Which lines of the records contain the word "brown"? Locate each one and copy it out.

--- PROVIDED RECORDS ---

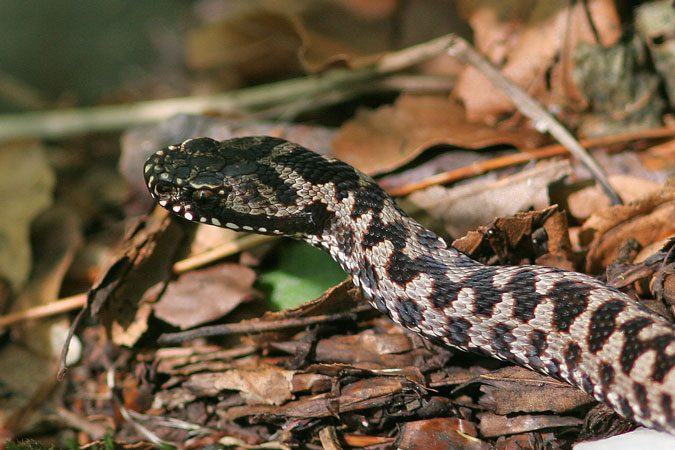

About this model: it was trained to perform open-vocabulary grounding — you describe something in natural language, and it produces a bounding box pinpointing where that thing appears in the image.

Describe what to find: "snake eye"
[192,189,218,207]
[155,181,173,196]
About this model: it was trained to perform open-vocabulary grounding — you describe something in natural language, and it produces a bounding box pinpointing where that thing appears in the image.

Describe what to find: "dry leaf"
[478,366,595,416]
[478,412,584,437]
[333,94,540,175]
[579,179,675,273]
[0,142,55,292]
[189,366,295,405]
[406,161,571,241]
[392,417,494,450]
[567,175,662,220]
[153,264,259,329]
[454,0,621,123]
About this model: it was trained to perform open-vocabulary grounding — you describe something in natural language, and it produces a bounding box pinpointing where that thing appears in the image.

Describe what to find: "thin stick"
[0,234,276,327]
[173,234,277,274]
[158,304,373,345]
[0,36,460,141]
[448,36,621,205]
[387,127,675,195]
[0,292,87,327]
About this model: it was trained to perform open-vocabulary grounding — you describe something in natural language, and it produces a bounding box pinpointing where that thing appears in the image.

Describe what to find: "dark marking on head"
[547,280,591,332]
[588,299,626,353]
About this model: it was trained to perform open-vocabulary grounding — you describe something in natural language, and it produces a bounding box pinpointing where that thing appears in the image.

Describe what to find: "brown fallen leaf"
[333,94,542,175]
[579,179,675,273]
[478,412,584,437]
[315,334,415,368]
[453,0,621,123]
[393,417,494,450]
[153,264,260,329]
[183,365,295,405]
[478,366,595,416]
[567,175,662,221]
[0,142,56,294]
[402,161,571,241]
[87,208,186,346]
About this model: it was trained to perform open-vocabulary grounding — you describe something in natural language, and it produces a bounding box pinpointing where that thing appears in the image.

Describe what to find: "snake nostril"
[155,181,174,195]
[192,189,218,207]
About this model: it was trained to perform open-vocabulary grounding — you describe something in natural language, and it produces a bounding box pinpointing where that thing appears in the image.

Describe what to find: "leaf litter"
[0,0,675,449]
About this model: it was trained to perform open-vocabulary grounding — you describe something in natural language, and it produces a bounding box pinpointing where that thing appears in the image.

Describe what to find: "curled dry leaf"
[478,412,584,437]
[478,366,595,416]
[87,208,186,346]
[454,0,621,122]
[452,205,574,270]
[186,10,301,81]
[567,175,662,220]
[579,179,675,273]
[333,94,541,175]
[185,365,295,405]
[392,417,494,450]
[153,264,259,329]
[0,142,55,294]
[406,161,572,241]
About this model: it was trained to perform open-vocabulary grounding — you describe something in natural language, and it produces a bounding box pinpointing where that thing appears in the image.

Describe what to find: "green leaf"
[259,242,347,309]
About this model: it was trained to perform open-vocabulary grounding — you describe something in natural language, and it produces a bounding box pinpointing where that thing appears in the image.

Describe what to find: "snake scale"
[144,136,675,434]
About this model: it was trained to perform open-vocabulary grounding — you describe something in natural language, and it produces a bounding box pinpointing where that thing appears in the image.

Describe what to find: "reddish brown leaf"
[333,94,540,174]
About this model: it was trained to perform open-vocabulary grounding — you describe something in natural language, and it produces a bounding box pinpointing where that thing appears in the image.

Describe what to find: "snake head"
[144,136,344,238]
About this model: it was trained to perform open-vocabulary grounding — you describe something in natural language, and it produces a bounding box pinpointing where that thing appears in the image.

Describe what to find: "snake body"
[144,137,675,434]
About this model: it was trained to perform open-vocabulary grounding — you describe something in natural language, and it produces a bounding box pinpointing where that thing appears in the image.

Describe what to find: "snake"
[143,136,675,434]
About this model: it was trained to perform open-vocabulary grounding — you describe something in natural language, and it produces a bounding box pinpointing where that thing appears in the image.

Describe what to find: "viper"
[144,136,675,434]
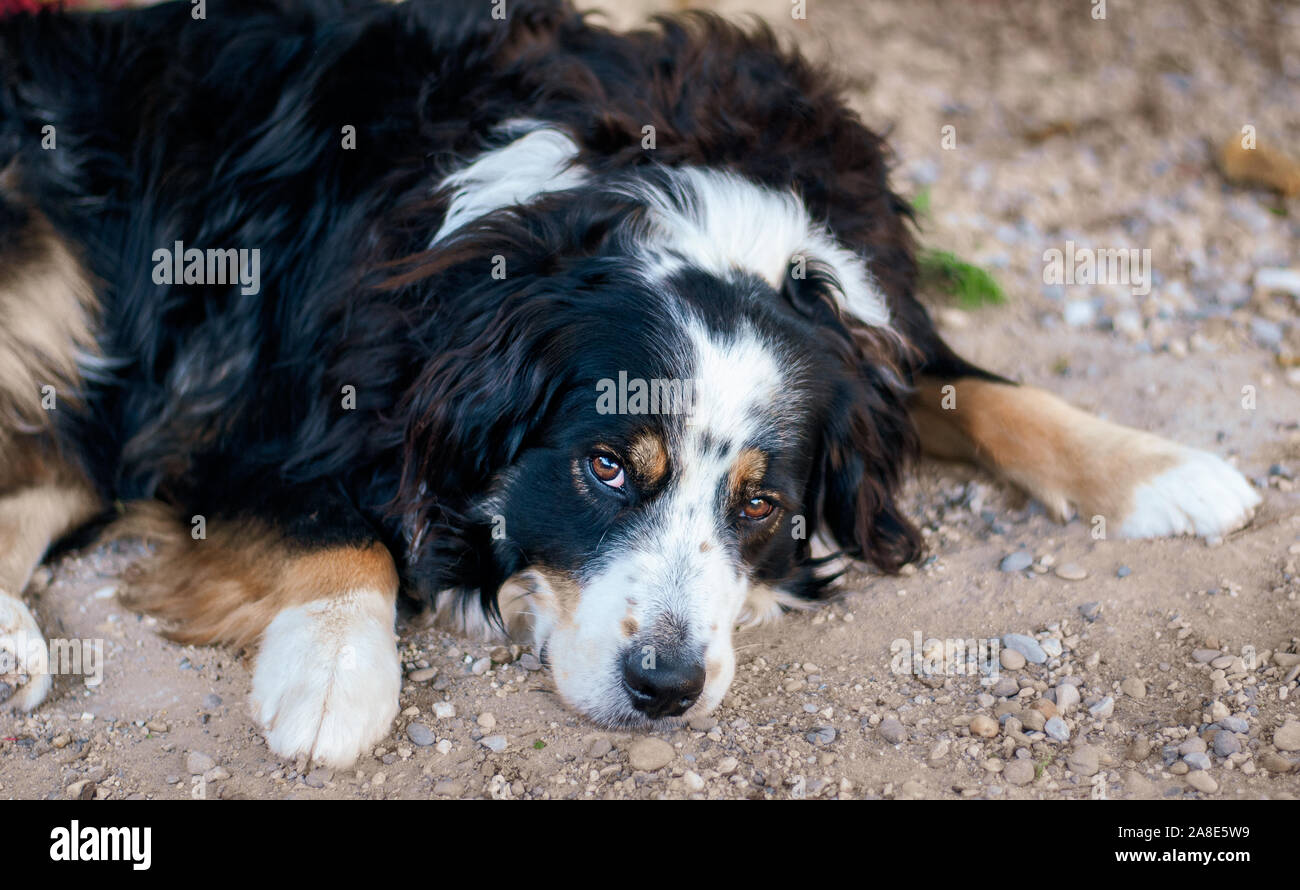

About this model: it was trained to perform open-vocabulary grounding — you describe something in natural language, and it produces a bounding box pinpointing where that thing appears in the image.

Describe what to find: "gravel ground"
[0,0,1300,799]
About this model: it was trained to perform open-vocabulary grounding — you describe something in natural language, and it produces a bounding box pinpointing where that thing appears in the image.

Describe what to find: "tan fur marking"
[727,448,767,500]
[113,503,398,646]
[911,378,1178,520]
[628,433,668,485]
[0,182,99,436]
[0,481,99,596]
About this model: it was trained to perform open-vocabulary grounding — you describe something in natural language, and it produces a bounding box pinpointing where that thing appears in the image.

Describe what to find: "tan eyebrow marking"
[628,433,668,485]
[727,448,767,500]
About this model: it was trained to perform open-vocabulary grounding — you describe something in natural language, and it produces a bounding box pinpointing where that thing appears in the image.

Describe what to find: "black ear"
[820,343,922,573]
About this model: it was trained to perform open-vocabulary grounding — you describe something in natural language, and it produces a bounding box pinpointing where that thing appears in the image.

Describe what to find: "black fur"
[0,0,978,618]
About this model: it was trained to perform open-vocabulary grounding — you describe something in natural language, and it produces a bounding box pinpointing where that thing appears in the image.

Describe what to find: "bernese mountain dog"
[0,0,1258,764]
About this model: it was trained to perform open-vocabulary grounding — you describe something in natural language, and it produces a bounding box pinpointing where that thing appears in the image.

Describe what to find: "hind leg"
[0,457,98,711]
[0,179,99,711]
[122,491,402,767]
[913,377,1260,539]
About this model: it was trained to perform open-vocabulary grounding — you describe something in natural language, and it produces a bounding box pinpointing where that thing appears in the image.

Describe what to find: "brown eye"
[589,455,627,489]
[740,498,775,521]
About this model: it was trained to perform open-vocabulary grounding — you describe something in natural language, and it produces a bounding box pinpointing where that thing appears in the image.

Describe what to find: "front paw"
[0,591,53,711]
[252,590,402,767]
[1119,448,1260,540]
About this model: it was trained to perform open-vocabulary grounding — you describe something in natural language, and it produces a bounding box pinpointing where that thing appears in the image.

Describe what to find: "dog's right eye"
[588,455,628,489]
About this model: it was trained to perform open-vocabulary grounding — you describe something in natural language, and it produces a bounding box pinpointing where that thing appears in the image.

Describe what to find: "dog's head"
[392,163,919,725]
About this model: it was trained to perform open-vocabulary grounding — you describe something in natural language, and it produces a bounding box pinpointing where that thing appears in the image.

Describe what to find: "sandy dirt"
[0,0,1300,799]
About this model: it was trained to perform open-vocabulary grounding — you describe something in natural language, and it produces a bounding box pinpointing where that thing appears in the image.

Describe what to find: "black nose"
[623,648,705,717]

---

TASK RESULT:
Describe what to find: "brown fallen leaf"
Describe what to find: "reddish brown leaf"
Describe what to find: "brown eye"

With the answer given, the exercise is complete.